= DIRECTIONS FOR THIS TASK =
Retype the material below word for word, line by line, leaving out the pictures.

= Extracted material =
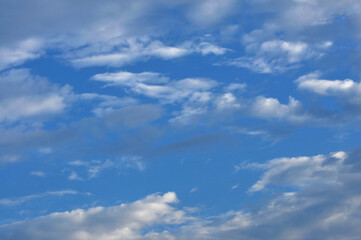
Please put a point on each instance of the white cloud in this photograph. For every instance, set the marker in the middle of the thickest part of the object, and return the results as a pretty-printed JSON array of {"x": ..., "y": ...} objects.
[
  {"x": 276, "y": 55},
  {"x": 326, "y": 203},
  {"x": 89, "y": 170},
  {"x": 24, "y": 95},
  {"x": 263, "y": 107},
  {"x": 154, "y": 85},
  {"x": 208, "y": 12},
  {"x": 16, "y": 55},
  {"x": 301, "y": 171},
  {"x": 127, "y": 221},
  {"x": 135, "y": 50},
  {"x": 347, "y": 90},
  {"x": 20, "y": 200}
]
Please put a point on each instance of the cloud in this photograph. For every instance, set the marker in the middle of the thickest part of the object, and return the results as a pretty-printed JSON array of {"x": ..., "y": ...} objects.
[
  {"x": 346, "y": 90},
  {"x": 276, "y": 56},
  {"x": 16, "y": 55},
  {"x": 326, "y": 205},
  {"x": 263, "y": 107},
  {"x": 135, "y": 50},
  {"x": 92, "y": 169},
  {"x": 301, "y": 171},
  {"x": 208, "y": 12},
  {"x": 17, "y": 201},
  {"x": 154, "y": 85},
  {"x": 127, "y": 221},
  {"x": 25, "y": 96}
]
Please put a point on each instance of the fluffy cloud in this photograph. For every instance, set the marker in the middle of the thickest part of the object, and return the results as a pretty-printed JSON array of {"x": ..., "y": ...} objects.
[
  {"x": 276, "y": 55},
  {"x": 271, "y": 108},
  {"x": 301, "y": 171},
  {"x": 134, "y": 50},
  {"x": 346, "y": 90},
  {"x": 326, "y": 204},
  {"x": 154, "y": 85},
  {"x": 24, "y": 96},
  {"x": 17, "y": 201},
  {"x": 127, "y": 221}
]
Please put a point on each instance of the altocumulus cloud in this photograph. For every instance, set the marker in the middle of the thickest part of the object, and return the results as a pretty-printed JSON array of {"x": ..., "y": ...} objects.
[{"x": 325, "y": 205}]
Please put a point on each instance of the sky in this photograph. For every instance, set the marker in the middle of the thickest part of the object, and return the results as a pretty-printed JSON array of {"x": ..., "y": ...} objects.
[{"x": 180, "y": 120}]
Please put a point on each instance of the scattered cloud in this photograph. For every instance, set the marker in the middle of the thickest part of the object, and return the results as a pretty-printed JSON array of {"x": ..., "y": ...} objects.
[
  {"x": 127, "y": 221},
  {"x": 20, "y": 200},
  {"x": 276, "y": 56},
  {"x": 153, "y": 85},
  {"x": 346, "y": 90},
  {"x": 24, "y": 95}
]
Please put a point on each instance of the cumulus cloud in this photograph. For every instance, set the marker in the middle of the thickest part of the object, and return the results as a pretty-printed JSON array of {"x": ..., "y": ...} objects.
[
  {"x": 326, "y": 204},
  {"x": 264, "y": 107},
  {"x": 346, "y": 90},
  {"x": 276, "y": 55},
  {"x": 24, "y": 95},
  {"x": 134, "y": 50},
  {"x": 20, "y": 200},
  {"x": 15, "y": 55},
  {"x": 88, "y": 170},
  {"x": 301, "y": 171},
  {"x": 154, "y": 85},
  {"x": 127, "y": 221}
]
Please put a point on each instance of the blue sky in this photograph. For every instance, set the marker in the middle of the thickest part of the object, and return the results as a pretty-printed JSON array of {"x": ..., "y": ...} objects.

= FINAL ANSWER =
Please put a point on each instance of the white cloud in this photograph. For every instance, set the marker in the middle of the thickest part of the object, and return the results as a pretty-printed JSON array of {"x": ..., "y": ...} objects.
[
  {"x": 276, "y": 55},
  {"x": 326, "y": 203},
  {"x": 89, "y": 170},
  {"x": 24, "y": 95},
  {"x": 263, "y": 107},
  {"x": 154, "y": 85},
  {"x": 208, "y": 12},
  {"x": 16, "y": 55},
  {"x": 301, "y": 171},
  {"x": 127, "y": 221},
  {"x": 135, "y": 50},
  {"x": 347, "y": 90},
  {"x": 20, "y": 200}
]
Please put a point on each instance of the cloud in this photograph. For every instance, set the marker in the middle of the thickest part of the object, and return the results as a pretty-printed JSON array of {"x": ..., "y": ...} objects.
[
  {"x": 346, "y": 90},
  {"x": 276, "y": 56},
  {"x": 16, "y": 55},
  {"x": 326, "y": 205},
  {"x": 263, "y": 107},
  {"x": 135, "y": 50},
  {"x": 92, "y": 169},
  {"x": 301, "y": 171},
  {"x": 208, "y": 12},
  {"x": 17, "y": 201},
  {"x": 154, "y": 85},
  {"x": 127, "y": 221},
  {"x": 25, "y": 96}
]
Please put a point on each instance of the fluffy cloud in this photograph. For every instance, set the marker in the middle of the thickest part of the object, and return the results as a pretty-printed JSON array of {"x": ..., "y": ...} objects.
[
  {"x": 276, "y": 55},
  {"x": 271, "y": 108},
  {"x": 301, "y": 171},
  {"x": 134, "y": 50},
  {"x": 346, "y": 90},
  {"x": 326, "y": 204},
  {"x": 154, "y": 85},
  {"x": 24, "y": 96},
  {"x": 17, "y": 201},
  {"x": 127, "y": 221}
]
Please put a point on each instance of the altocumulus cloud in this photograph. For every instance, set the marker in the middle of the thickest part of the object, and return the results as a pretty-printed JSON array of {"x": ..., "y": ...} objects.
[{"x": 325, "y": 205}]
Please put a point on each instance of the sky in this photograph. For every instance, set the marker in the middle of the thickest part of the object, and return the results as a pretty-printed JSON array of {"x": ..., "y": ...} objects.
[{"x": 180, "y": 120}]
Please put a point on each instance of the scattered cloud in this photograph. For every instance, set the marker in the middle of the thickest part of the object, and return the results as a pretty-printed JSON array of {"x": ..., "y": ...} objects.
[
  {"x": 127, "y": 221},
  {"x": 20, "y": 200},
  {"x": 276, "y": 56},
  {"x": 153, "y": 85},
  {"x": 346, "y": 90},
  {"x": 24, "y": 95}
]
Please put a point on each instance of the cumulus cloud in this photograph. For every instance, set the marker in the middle of the thickest part of the object, and return the results as a pretty-printed JSON array of {"x": ..., "y": ...} objects.
[
  {"x": 326, "y": 204},
  {"x": 264, "y": 107},
  {"x": 346, "y": 90},
  {"x": 276, "y": 55},
  {"x": 24, "y": 95},
  {"x": 134, "y": 50},
  {"x": 20, "y": 200},
  {"x": 15, "y": 55},
  {"x": 88, "y": 170},
  {"x": 301, "y": 171},
  {"x": 154, "y": 85},
  {"x": 127, "y": 221}
]
Please put a point on each instance of the blue sky in this photograph. For every instance, set the marker in the middle of the thickest part of the object, and return the results as a pretty-printed JSON array of {"x": ..., "y": ...} objects.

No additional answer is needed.